Object detection data
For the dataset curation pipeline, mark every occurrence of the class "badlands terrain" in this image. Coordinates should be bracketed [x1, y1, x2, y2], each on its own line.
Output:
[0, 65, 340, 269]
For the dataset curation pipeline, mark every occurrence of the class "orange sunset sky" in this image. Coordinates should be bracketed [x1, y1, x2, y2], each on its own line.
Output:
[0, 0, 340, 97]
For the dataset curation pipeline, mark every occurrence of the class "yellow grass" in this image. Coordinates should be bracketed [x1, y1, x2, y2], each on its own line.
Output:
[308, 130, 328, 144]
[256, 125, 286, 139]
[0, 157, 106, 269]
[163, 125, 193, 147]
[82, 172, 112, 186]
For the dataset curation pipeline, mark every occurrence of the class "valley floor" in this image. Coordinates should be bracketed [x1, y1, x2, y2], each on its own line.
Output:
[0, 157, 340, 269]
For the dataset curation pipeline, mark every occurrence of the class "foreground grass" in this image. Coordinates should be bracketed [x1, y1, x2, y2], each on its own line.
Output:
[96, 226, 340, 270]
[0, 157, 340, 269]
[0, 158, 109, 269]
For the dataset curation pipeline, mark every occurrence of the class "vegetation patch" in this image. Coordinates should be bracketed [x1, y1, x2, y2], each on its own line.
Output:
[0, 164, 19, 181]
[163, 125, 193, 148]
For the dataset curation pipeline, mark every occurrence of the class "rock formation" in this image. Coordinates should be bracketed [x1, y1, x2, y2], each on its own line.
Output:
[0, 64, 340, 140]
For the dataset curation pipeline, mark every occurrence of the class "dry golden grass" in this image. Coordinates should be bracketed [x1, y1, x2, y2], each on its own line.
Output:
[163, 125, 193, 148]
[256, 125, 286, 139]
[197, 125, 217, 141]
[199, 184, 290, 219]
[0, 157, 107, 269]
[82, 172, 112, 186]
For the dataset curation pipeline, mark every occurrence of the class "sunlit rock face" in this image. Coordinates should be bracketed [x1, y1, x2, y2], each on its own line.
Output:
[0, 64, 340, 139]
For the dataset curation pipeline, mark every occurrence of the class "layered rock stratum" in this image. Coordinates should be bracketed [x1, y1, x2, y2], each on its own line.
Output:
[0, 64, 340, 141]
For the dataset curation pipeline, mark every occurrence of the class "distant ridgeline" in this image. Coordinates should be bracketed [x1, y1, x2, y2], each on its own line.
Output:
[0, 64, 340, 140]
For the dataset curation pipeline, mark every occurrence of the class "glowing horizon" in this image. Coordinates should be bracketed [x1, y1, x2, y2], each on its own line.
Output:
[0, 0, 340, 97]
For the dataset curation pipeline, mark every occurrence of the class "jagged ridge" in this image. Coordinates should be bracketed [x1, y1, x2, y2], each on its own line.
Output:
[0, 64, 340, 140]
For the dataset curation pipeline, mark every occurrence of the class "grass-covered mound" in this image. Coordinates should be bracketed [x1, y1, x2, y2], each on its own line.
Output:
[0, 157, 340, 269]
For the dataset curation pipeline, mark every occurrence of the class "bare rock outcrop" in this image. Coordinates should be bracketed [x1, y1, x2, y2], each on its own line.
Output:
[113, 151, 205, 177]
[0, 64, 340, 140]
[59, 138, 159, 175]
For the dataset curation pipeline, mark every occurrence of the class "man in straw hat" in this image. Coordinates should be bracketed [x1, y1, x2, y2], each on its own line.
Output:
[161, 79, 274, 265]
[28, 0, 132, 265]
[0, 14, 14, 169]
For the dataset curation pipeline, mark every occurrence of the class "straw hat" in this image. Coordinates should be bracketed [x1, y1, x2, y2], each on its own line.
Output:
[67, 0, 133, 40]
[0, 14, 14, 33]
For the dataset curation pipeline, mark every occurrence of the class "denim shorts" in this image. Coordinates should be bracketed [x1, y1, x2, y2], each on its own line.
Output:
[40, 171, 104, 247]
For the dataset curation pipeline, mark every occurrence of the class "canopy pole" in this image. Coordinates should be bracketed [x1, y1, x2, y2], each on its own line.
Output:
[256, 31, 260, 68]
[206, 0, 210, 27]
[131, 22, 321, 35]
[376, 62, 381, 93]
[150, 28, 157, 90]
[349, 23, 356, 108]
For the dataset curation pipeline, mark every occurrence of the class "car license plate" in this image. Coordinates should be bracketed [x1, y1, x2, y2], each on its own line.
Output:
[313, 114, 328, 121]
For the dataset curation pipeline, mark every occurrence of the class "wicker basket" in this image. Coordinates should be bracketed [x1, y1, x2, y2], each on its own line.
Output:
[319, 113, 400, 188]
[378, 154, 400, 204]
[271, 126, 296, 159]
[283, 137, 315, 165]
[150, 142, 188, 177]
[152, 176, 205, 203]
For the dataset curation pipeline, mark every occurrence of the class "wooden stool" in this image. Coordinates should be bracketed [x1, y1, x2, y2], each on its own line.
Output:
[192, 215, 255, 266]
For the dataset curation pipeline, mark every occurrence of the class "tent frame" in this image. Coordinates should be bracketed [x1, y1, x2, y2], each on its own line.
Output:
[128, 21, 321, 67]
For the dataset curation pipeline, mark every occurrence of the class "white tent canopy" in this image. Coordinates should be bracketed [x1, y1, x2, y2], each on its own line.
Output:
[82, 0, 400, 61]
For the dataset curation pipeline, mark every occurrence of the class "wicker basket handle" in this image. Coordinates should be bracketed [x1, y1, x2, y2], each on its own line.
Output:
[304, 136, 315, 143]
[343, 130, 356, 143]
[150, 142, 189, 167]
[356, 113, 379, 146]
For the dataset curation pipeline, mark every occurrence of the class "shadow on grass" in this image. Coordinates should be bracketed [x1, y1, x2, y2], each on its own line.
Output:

# Short problem:
Copy all of the lines above word for word.

# Response below:
For the dataset curation pipeline, mark every occurrence of the class "badlands terrain" in this image. Coordinates should be bracketed [x1, y1, x2, y2], each on its own line.
Output:
[0, 65, 340, 269]
For the dataset curation pipeline, mark every occurrence of the class "orange sunset sky" in this image. Coordinates should be bracketed [x1, y1, x2, y2], each on its own line.
Output:
[0, 0, 340, 97]
For the dataset curation pipeline, mark every occurrence of the class "yellow grass" in this image. Coordinates should be bracketed [x1, y1, x2, y2], each on its own line.
Output:
[308, 130, 328, 144]
[256, 125, 286, 139]
[0, 157, 106, 269]
[163, 125, 193, 147]
[82, 172, 112, 186]
For the dataset curation pipeline, mark every occurrence of the class "valley floor" in this image. Coordinates should be bracketed [x1, y1, x2, y2], each on its own line.
Output:
[0, 157, 340, 269]
For the dataset curation pipeline, mark every occurrence of the class "foreground grass" in this image. Coordinates should be bracketed [x1, y1, x2, y2], each on its own line.
Output:
[96, 226, 340, 270]
[0, 157, 340, 269]
[0, 158, 109, 269]
For the dataset curation pipeline, mark every occurrence of the class "vegetation patch" in this image. Coordinates should be bracketed [x1, y1, x2, y2], each on its own line.
Output:
[0, 164, 19, 181]
[163, 125, 193, 148]
For the dataset curation pipeline, mark every occurrence of the class "rock formation" in this image. Coordinates should be bracketed [x1, y1, x2, y2], each on its own line.
Output:
[0, 64, 340, 140]
For the dataset curation pipeline, mark every occurrence of the class "dry golden grass" in this image. Coordinates should be bracketed [x1, y1, x2, y2], each on its own line.
Output:
[163, 125, 193, 148]
[256, 125, 286, 139]
[197, 125, 217, 141]
[199, 184, 290, 219]
[0, 157, 107, 269]
[82, 172, 112, 186]
For the dataset curation pipeline, mark every occurrence of the class "sunlit rock face" in this image. Coordinates should be bracketed [x1, y1, x2, y2], each on its own line.
Output:
[0, 64, 340, 139]
For the dataset curation pipeline, mark every occurrence of the class "layered rock stratum" in this image. Coordinates should be bracketed [x1, y1, x2, y2], each on its own line.
Output:
[0, 64, 340, 141]
For the dataset curation pipeline, mark every occurrence of the class "distant ridgeline" in this image. Coordinates should be bracketed [x1, y1, x2, y2], each on its own line.
Output:
[0, 64, 340, 140]
For the dataset curation pipeline, mark every occurrence of the class "glowing horizon" in this image. Coordinates should be bracketed [x1, y1, x2, y2], each on its own line.
Output:
[0, 0, 340, 97]
For the dataset curation pipeline, mark every occurrence of the class "jagged ridge" in this image. Coordinates should be bracketed [x1, y1, x2, y2], each on its own line.
Output:
[0, 64, 340, 140]
For the dataset curation pipeline, mark every occurrence of the class "grass-covered mound" in this image. Coordinates should be bracketed [x1, y1, x2, y2], each on its own line.
Output:
[0, 157, 340, 269]
For the dataset curation pipeline, mark every occurrence of the class "bare rock outcrop" in this image. Coordinates should be bracketed [x1, y1, x2, y2], each on its own line.
Output:
[113, 151, 205, 177]
[0, 64, 340, 140]
[59, 138, 159, 175]
For the dataset curation pipeline, mark every occurrence of the class "man in straw hat" in this image. Coordinates should be bracketed [x1, y1, x2, y2], each on its own line.
Output:
[161, 79, 274, 265]
[28, 0, 132, 265]
[0, 14, 14, 169]
For the dataset curation pipeline, mark every occurrence of the class "straw hat" in this image. Coordinates should be bracketed [x1, y1, x2, y2], each on its own line.
Output:
[67, 0, 133, 40]
[0, 14, 14, 33]
For the dataset curation pipeline, mark every occurrence of the class "denim shorts" in this image. Coordinates should be bracketed [x1, y1, x2, y2], each on its own line.
Output:
[40, 171, 104, 247]
For the dataset curation pipeline, mark every occurrence of the class "canopy pole" in this image. Coordinates should be bracketed [x1, y1, x2, y2], each on its own line.
Output:
[256, 31, 260, 68]
[206, 0, 210, 27]
[131, 22, 321, 35]
[376, 62, 381, 93]
[150, 28, 157, 90]
[349, 23, 356, 108]
For the dataset curation pipeline, mark every occurrence of the class "car license plate" in this image. Coordinates should be bracketed [x1, y1, x2, y2], each on its own line.
Output:
[313, 114, 328, 121]
For the dataset curation pipeline, mark every occurrence of the class "wicker basket" in this image. Coordinates should be bracketed [x1, y1, x2, y2], each on its own line.
Output:
[319, 113, 400, 188]
[378, 154, 400, 204]
[271, 126, 296, 159]
[283, 137, 315, 165]
[150, 142, 188, 177]
[152, 176, 205, 203]
For the dataset curation pipeline, mark every occurrence of the class "wooden stool" in this image. Coordinates should be bracketed [x1, y1, x2, y2], each on its own line.
Output:
[192, 215, 255, 266]
For the dataset curation pipeline, mark every occurrence of the class "tent frame" in this image. Coordinates should be bracketed [x1, y1, x2, y2], each on its own line.
Output:
[128, 21, 321, 67]
For the dataset curation pipeline, mark every occurrence of the class "white tent canopy" in this image. Coordinates should be bracketed [x1, y1, x2, y2], each on its own line.
Output:
[82, 0, 400, 61]
For the dataset curation pipeline, mark every occurrence of the class "wicker basket handle" in this image. Coordinates should be bracketed [x1, y1, x2, y2], each on its own line.
Output:
[304, 136, 315, 143]
[343, 130, 356, 143]
[150, 142, 189, 167]
[356, 113, 379, 146]
For the dataset curation pipeline, mark every occurrence of the class "shadow on grass" in this image. Coordinates should be bracketed [x1, y1, x2, y2], each on its own line.
Output:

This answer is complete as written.